• **Work required**: Rewrite the rows below as a numbered list, leaving out any blank lines.

• **Extracted information**:
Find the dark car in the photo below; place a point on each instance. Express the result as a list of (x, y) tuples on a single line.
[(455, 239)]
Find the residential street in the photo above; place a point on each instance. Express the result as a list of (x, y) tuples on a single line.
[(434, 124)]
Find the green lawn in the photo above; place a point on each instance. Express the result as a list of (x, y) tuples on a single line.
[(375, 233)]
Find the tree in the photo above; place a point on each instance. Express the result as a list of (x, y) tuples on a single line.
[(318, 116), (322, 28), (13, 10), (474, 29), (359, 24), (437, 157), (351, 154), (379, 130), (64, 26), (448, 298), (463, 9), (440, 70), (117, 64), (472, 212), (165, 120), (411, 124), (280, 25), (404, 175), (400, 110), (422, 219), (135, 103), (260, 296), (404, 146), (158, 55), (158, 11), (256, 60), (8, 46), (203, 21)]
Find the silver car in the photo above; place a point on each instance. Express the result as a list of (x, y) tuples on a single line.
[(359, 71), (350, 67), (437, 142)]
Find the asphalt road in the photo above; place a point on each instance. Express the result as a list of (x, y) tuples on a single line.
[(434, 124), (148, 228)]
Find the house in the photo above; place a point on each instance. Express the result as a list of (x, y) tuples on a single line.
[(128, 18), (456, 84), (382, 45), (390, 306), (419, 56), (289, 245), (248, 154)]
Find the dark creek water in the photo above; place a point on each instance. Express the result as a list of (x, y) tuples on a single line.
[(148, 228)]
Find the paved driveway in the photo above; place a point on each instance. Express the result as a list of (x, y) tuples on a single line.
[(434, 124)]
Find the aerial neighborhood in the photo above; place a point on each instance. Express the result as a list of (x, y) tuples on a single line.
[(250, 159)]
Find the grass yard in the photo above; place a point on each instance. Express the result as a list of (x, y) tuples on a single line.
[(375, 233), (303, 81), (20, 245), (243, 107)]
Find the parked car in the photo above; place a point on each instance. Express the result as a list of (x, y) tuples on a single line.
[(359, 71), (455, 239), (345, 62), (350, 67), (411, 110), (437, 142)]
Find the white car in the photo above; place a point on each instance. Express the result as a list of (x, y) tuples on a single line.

• **Task response**:
1. Find the dark car in the photo below; place a point on each instance. Express the result as a list of (x, y) tuples on a single line.
2. [(455, 239)]
3. Find the residential street in the photo above; place a point on each instance. Express the result as a list of (x, y) tuples on a single line.
4. [(434, 124)]
5. Find the green lawn in the photo above; place a point on each instance. Express the result as a list of (x, y) tuples on a single line.
6. [(375, 233)]
7. Find the tree in the photo above; place a point on each instance. Express the result as a list of (x, y) tuples on a single line.
8. [(318, 116), (322, 28), (13, 10), (474, 29), (359, 24), (437, 157), (351, 154), (379, 130), (64, 26), (448, 298), (463, 9), (440, 70), (117, 64), (472, 212), (165, 120), (411, 124), (280, 25), (404, 175), (400, 110), (422, 219), (135, 103), (260, 296), (404, 146), (158, 55), (158, 11), (256, 60), (8, 46), (203, 21)]
9. Find the silver car in the photo above; place a point on each instance. Express the result as a list of (x, y) tuples on a single line.
10. [(359, 71), (350, 67), (437, 142)]
11. Find the asphalt road in the photo above; place a point on each instance. Express the result as a list of (x, y) tuples on a single line.
12. [(434, 124), (148, 228)]
13. Find the house in the photo above; place a point on each instance. Express the result as a list of (x, y) tuples on a single line.
14. [(128, 18), (456, 84), (382, 45), (390, 306), (419, 56), (289, 245), (248, 154)]
15. Find the dark creek water in the photo above; place a point on each instance. Express the result as a list of (x, y) tuples on a single line.
16. [(148, 228)]
17. Find the paved driveway in the photo above; place a point on each instance. Express the result as a list of (x, y) tuples on a single line.
18. [(434, 124)]
19. Find the aerial neighborhood in the photo above; place a point on each instance. Express the result as a list of (x, y) tuples on a single line.
20. [(250, 159)]
21. Find the grass yard in the photo above; place a point on each instance. Express the result as a list of (x, y) tuples on a single line.
22. [(375, 233), (303, 81), (20, 245), (243, 107)]
23. Find the parked car in the photo above; place a point on each instance. Express the result as a list of (x, y) tuples on a single line.
24. [(359, 71), (455, 239), (345, 62), (350, 67), (411, 110), (437, 142)]
25. Find the white car in the photo above; place a point on each instance. Express the result as a list of (x, y) tuples on a single line.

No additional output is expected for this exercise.